** Lines of data **
>>>>

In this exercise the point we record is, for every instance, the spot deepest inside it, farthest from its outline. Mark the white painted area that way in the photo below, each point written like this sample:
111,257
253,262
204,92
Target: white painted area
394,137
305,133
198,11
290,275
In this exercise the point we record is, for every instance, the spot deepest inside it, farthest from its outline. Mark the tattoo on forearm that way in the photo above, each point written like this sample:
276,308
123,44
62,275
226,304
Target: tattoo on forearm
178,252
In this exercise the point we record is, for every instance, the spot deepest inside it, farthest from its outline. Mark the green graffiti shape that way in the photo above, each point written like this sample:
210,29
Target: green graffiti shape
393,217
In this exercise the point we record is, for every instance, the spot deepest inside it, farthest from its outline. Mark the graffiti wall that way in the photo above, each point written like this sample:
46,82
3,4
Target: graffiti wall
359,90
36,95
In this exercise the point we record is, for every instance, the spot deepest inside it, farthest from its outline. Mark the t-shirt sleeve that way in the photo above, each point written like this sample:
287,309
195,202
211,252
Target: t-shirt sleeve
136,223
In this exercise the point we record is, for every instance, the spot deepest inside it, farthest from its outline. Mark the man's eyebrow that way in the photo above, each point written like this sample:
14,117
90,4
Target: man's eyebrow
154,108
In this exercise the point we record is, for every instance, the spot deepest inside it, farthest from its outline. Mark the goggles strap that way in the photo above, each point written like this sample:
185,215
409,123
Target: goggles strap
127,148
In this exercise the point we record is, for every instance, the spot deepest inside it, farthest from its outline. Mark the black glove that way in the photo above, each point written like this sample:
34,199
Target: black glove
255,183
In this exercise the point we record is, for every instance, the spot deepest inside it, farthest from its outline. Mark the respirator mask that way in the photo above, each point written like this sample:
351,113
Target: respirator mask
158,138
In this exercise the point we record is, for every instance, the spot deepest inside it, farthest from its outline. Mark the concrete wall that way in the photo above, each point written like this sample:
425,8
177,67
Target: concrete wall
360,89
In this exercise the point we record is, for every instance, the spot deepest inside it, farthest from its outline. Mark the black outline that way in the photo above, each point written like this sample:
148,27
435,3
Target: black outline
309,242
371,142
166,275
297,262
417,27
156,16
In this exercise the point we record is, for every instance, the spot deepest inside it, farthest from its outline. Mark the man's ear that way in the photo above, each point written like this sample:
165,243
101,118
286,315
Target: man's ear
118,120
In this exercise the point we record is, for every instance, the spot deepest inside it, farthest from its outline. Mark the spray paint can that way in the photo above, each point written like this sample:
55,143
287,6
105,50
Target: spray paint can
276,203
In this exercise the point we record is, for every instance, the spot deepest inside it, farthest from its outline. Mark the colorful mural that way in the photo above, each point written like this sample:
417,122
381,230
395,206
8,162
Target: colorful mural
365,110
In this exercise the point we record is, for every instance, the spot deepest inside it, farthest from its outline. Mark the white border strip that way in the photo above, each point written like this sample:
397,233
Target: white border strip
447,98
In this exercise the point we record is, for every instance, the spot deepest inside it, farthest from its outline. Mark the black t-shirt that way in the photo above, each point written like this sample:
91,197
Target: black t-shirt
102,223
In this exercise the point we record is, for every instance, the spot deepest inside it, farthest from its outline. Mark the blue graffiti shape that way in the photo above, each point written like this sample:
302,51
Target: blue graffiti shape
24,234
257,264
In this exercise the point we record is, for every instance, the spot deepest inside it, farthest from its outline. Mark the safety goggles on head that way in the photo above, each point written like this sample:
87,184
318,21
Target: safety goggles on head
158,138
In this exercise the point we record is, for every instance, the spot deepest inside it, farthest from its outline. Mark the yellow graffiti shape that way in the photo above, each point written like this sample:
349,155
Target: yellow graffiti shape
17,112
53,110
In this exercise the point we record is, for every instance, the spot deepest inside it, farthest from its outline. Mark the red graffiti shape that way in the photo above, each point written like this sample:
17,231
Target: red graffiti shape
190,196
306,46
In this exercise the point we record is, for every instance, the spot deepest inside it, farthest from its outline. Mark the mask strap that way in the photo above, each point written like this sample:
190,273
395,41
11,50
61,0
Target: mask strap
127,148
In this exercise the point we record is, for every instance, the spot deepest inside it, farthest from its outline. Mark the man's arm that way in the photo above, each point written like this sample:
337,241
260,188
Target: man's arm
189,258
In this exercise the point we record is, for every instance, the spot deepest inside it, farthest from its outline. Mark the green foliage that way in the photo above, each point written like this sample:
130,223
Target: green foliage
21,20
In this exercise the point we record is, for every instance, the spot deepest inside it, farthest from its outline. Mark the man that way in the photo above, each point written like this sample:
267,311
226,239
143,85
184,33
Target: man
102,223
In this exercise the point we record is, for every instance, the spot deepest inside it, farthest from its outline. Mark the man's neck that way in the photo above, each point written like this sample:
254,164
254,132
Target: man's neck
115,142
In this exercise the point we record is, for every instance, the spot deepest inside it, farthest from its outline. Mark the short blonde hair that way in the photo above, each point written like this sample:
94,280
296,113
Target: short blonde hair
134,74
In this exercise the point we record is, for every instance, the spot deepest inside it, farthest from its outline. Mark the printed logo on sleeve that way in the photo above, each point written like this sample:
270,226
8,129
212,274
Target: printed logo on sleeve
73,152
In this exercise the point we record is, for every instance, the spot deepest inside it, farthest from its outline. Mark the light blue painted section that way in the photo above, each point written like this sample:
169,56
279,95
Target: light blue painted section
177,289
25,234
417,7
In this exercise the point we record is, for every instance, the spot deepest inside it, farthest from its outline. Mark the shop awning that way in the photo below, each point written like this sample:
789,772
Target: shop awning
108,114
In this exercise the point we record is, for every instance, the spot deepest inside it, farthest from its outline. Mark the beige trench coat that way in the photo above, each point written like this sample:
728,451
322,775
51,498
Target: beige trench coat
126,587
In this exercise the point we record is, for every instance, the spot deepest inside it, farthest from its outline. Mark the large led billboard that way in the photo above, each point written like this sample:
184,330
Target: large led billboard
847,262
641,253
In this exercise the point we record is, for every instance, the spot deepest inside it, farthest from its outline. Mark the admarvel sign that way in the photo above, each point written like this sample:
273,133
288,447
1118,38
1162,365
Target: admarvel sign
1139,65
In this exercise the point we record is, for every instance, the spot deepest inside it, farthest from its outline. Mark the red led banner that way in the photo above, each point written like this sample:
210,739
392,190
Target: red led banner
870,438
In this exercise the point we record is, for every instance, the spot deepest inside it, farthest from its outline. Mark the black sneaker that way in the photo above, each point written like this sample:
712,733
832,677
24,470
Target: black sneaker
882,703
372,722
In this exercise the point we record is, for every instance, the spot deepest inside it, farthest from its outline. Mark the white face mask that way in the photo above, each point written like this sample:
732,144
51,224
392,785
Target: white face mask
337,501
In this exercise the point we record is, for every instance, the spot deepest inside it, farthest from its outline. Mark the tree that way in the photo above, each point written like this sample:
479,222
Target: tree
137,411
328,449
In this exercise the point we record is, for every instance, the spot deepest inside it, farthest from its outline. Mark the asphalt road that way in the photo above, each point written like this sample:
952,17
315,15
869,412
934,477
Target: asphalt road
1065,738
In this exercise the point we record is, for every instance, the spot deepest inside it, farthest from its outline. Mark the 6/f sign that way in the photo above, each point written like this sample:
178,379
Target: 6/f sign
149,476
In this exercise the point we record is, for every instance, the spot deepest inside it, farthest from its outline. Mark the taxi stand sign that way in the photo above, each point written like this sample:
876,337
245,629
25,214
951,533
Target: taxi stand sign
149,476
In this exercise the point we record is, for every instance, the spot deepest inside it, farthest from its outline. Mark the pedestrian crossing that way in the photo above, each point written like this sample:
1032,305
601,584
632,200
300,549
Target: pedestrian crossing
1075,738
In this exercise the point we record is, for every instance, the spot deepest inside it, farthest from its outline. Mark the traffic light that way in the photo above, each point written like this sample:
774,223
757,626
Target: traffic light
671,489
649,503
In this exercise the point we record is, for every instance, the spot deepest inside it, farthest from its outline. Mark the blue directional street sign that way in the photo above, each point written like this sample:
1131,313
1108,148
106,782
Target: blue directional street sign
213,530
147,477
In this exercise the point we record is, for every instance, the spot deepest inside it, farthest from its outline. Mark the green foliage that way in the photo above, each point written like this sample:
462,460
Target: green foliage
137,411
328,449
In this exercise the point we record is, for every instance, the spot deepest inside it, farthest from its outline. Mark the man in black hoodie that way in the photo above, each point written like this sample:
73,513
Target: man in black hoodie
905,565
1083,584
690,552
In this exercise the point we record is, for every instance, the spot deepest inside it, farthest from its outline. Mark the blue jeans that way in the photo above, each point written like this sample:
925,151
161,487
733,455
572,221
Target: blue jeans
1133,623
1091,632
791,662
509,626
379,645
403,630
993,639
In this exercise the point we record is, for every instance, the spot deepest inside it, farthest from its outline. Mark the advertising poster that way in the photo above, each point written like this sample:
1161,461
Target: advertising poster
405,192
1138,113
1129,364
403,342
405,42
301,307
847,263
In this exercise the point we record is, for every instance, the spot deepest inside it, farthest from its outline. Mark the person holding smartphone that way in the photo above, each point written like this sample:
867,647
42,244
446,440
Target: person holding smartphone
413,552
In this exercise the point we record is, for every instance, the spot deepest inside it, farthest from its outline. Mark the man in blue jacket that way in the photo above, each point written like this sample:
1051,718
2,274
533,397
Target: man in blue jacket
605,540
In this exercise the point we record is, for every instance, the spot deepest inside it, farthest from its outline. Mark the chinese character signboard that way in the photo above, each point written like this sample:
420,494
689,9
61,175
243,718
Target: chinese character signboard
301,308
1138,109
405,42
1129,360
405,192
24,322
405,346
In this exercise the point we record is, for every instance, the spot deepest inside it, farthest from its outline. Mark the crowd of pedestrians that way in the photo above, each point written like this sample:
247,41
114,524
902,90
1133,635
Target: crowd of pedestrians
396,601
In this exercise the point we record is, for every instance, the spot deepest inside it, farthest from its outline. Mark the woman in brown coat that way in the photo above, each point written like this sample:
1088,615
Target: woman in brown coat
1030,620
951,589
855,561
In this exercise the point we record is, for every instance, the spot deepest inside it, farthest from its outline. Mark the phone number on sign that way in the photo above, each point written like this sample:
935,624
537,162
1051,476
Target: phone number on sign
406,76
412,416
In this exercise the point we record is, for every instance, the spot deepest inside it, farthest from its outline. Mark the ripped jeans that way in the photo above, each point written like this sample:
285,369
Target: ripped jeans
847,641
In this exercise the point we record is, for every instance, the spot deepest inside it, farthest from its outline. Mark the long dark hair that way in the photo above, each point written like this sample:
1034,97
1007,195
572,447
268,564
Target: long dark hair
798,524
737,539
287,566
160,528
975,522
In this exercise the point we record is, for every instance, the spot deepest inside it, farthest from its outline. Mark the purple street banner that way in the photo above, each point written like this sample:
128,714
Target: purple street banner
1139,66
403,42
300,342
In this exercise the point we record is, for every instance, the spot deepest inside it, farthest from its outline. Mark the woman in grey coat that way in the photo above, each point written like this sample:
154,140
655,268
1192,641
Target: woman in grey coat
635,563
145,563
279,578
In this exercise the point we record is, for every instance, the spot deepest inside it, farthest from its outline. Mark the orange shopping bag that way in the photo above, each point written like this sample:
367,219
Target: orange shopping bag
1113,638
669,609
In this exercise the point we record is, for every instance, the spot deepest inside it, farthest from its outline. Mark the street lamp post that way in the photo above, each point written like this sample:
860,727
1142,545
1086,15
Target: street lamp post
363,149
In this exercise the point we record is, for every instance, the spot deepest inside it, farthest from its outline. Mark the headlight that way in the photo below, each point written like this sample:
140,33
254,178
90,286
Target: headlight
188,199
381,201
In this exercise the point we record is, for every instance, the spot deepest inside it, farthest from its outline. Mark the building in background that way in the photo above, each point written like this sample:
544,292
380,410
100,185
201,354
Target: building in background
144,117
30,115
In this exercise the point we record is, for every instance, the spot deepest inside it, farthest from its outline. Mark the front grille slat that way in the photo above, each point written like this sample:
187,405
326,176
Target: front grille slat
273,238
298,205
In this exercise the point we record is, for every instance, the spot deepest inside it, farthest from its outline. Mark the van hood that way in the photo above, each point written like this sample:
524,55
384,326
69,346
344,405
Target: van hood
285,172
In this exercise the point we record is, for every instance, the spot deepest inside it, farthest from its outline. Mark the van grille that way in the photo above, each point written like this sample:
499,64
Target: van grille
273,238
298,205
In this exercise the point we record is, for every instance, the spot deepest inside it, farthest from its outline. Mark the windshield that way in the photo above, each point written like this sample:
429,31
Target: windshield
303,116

<<<<

Quote every line from the line containing "Mark the street" through the closing line of the listing, including both.

In this exercise the point we record is, for every instance, the spot deepest inside it, farthest from its outline. Mark the street lamp post that way in the photo above, each point written like this sample:
860,727
1142,545
1086,15
Target: street lamp post
363,149
In this exercise the point we record is, for every instance, the spot deepest inside it, farthest from its outline. Mark the headlight that way in the photo below, each point written like this sample:
140,33
254,178
90,286
Target: headlight
188,199
381,201
In this exercise the point we record is, for every instance, the spot deepest inside it, farthest from its outline. Mark the building in background that way in the photo above, each point written like this sample:
544,292
380,410
100,185
201,354
Target: building in background
144,117
30,115
In this exercise the point we record is, for every instance, the spot deepest inside it, farthest from its outline. Mark the front grille slat that way in the photo above, each point written like this sample:
187,405
326,176
Target: front grille slat
273,238
298,205
In this exercise the point we record is, for every instance, the spot deepest inside it, farthest from its outline. Mark the van hood that way in the photo above, each point written like this sample:
524,55
384,326
69,346
344,405
Target: van hood
285,172
In this exercise the point we record is, for every instance, the spot deepest inside it, farthest from its outline. Mark the van grille that way in the photo above, each point written like this sample:
499,64
Target: van grille
273,238
298,205
In this exercise the point we record is, for every instance, the spot deepest inside it, farthest from its outline. Mark the windshield that way in the photo above, each point written like this sample:
429,31
Target: windshield
303,116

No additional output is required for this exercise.